▶ Goal: Convert the listing below into a two-column CSV with the header columns "prompt" and "boxes". Give one row per entry with its text and its answer, each in a single quoted field with line breaks replaced by spaces, and leave the pictures out.

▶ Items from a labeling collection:
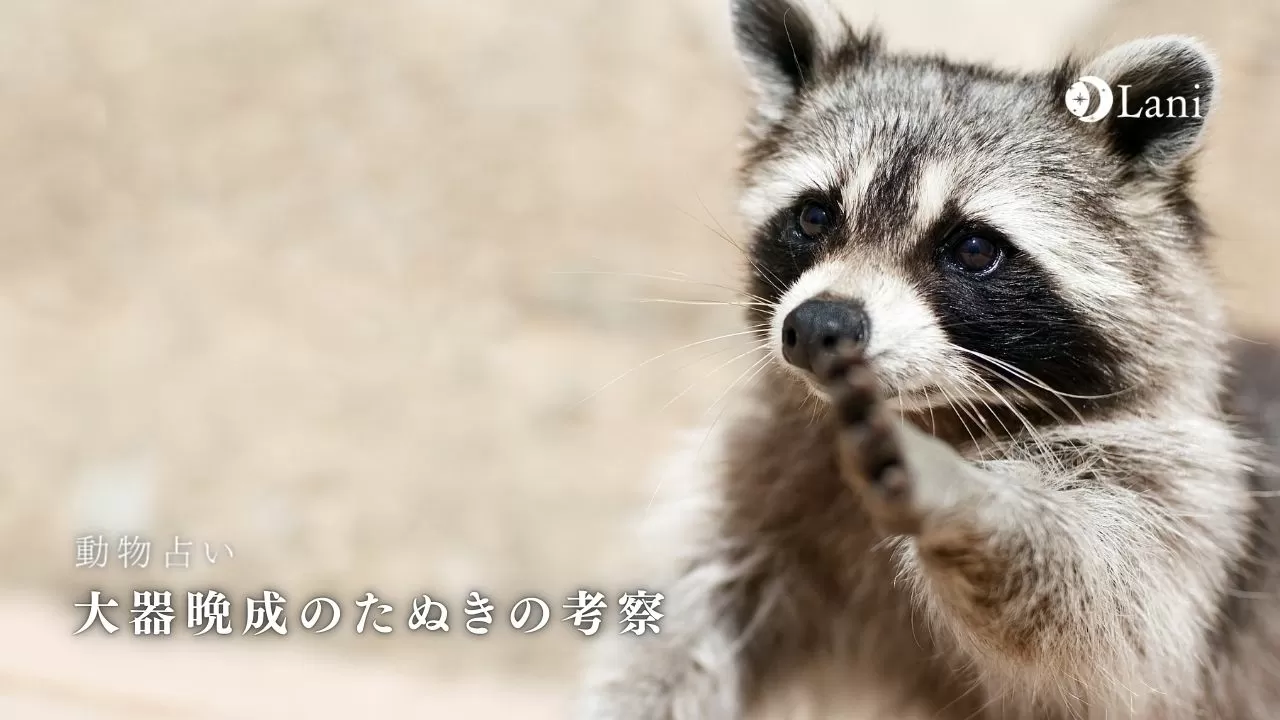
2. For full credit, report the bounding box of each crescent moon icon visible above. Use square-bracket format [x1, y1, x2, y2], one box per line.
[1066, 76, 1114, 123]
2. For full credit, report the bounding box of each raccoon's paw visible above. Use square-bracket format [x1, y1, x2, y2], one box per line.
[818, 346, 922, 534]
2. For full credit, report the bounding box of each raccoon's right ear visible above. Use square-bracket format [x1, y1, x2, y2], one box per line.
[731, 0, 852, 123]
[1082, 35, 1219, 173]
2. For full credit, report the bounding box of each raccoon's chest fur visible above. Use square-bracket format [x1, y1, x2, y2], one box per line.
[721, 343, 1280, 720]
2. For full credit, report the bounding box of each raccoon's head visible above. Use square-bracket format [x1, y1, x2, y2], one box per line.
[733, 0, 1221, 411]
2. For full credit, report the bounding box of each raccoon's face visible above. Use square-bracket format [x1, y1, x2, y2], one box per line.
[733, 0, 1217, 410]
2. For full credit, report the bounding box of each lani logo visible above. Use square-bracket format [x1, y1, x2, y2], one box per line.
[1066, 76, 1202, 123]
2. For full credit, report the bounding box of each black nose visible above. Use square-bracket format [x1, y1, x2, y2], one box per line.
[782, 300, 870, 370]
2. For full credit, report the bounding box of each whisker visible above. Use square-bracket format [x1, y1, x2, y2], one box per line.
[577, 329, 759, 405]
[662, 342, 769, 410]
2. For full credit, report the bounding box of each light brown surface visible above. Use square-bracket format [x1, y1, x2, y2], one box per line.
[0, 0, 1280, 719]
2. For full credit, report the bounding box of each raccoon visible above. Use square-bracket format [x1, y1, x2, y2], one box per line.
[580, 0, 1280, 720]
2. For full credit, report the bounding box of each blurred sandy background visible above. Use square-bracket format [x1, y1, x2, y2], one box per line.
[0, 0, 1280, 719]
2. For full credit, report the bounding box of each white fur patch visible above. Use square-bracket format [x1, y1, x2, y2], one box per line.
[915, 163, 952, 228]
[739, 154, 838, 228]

▶ Worked answer:
prompt,boxes
"2. For full credit, report the bounding box of each crescent moon icon visible above. Use square-bracket format [x1, y1, x2, y2], one box per line.","[1066, 76, 1114, 123]"
"2. For full credit, report the bounding box of each raccoon's paw visible above. Use square-bracket format [x1, y1, x2, y2], one box per line.","[818, 346, 922, 534]"
"2. For full credit, report the bounding box of each raccoon's right ear visible above. Use square-bracket format [x1, y1, x2, y2], one box per line.","[731, 0, 852, 123] [1082, 35, 1219, 173]"
"2. For full credit, report the bounding box of each raccoon's chest fur visible above. Use square-bracket format [x1, y1, x2, y2], one box per line.","[721, 343, 1280, 720]"
"2. For full credit, report the bounding box of each raccoon's head visible above. Use square-bracket format [x1, y1, x2, y2], one box per line.","[733, 0, 1221, 411]"
"2. For full credit, report the bounding box of each raccoon's face visible above. Use square-bracket format [x1, y1, x2, y2], one box per line.","[733, 0, 1217, 410]"
"2. For full credit, report the bounding box of each lani logo visible above. Use square-bracket format [x1, y1, x2, y2], one box per line.","[1066, 76, 1202, 123]"
"2. For full credit, report the bounding box of each black nose visible above. Use square-bracket format [x1, y1, x2, y2], one box per line.","[782, 300, 870, 370]"
"2. For full credit, report the bounding box of each whisker visible above. Use square-bracket format [x1, y1, x2, y2], one box per line.","[577, 329, 759, 405] [662, 342, 769, 410]"
"2. For full credit, report the bounding box of each light brown surface visible above. Use square-bracket format [x1, y1, x2, y2], one box per line.","[0, 0, 1280, 719]"
"2. For full credit, report the bounding box of each raccoon visible above. Use square-bracket format [x1, y1, x2, y2], one box per line.","[580, 0, 1280, 720]"
"2. For full credit, report the bounding box of each blurred sandy background visible above. Use square-bracket format [x1, y1, x2, y2], one box per line.","[0, 0, 1280, 719]"
"2. For full credit, report the bounding box of each white fur patch visible above. Use square-bracket format [x1, y1, x2, y2], one box per line.","[915, 163, 952, 228] [739, 154, 838, 228]"